> [WHAT IS REQUIRED] Revise the listing below so that every occurrence of "drop a point" reads "place a marker", leaving everything else unchanged.

> [TASK DATA]
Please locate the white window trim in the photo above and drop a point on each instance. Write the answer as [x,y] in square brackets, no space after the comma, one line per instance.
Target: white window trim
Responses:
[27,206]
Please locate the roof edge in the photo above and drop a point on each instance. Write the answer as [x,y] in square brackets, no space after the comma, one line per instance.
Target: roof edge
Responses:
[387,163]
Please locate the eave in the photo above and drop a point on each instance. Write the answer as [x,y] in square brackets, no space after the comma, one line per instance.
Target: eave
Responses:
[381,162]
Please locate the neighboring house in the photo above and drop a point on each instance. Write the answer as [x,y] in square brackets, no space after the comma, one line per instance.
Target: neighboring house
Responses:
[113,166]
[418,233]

> [RESPONSE]
Please locate the white window trim in the photo above and place a marker on each instance. Write the answer as [x,y] in square brackets, no space after the comma, one line per instance.
Target: white window trim
Responses:
[27,206]
Please locate the roof edge in the photo above and place a marker on each instance. Write the answer as [x,y] in square brackets, no space after the comma, one line per instance.
Target: roof edge
Responses:
[387,163]
Please locate the eave in the photo above and place a marker on each instance. Write the answer as [x,y] in square brackets, no space after the comma, one line per instance.
Target: eave
Responses:
[381,162]
Please locate the neighboring house in the photo above and place a marker on each instance. Write the answer as [x,y] in square brackets, no space after the comma, one line per instance.
Target: neighboring house
Responses:
[113,166]
[418,233]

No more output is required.